_WHAT YOU SHOULD DO_: Lay out the lines below as a Markdown table with two columns, Row and Line, skipping any blank lines. Leave the pictures out of the answer.

_Extracted records_:
## begin

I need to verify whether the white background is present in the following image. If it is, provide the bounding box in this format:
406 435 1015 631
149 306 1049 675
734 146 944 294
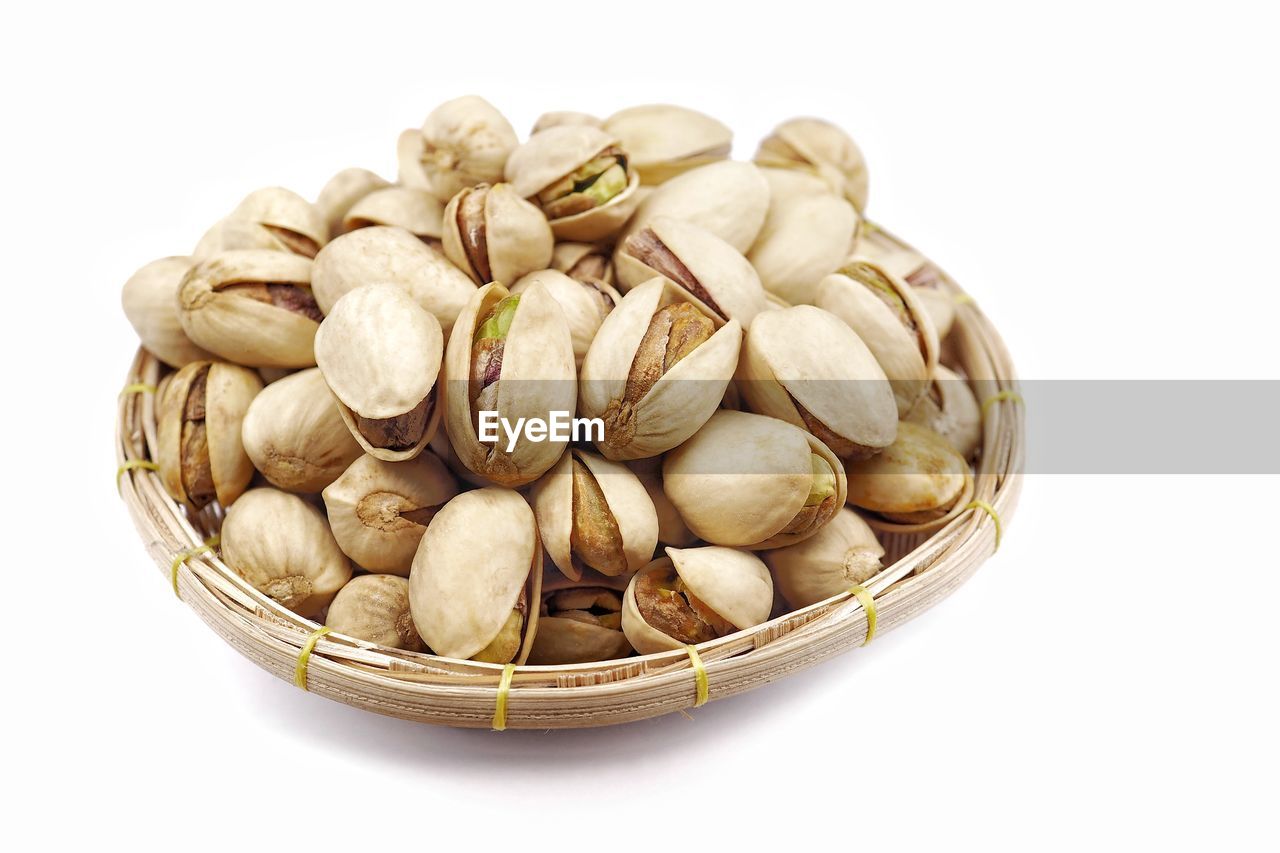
0 0 1280 852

## end

_PROBLEM SOLUTION_:
| Row | Line |
|---|---|
| 1 | I need to verify whether the white background is present in the following image. If it is, provide the bounding box in this format: |
| 2 | 406 435 1015 631 |
| 3 | 149 306 1049 675 |
| 4 | 734 146 944 294 |
| 5 | 0 0 1280 852 |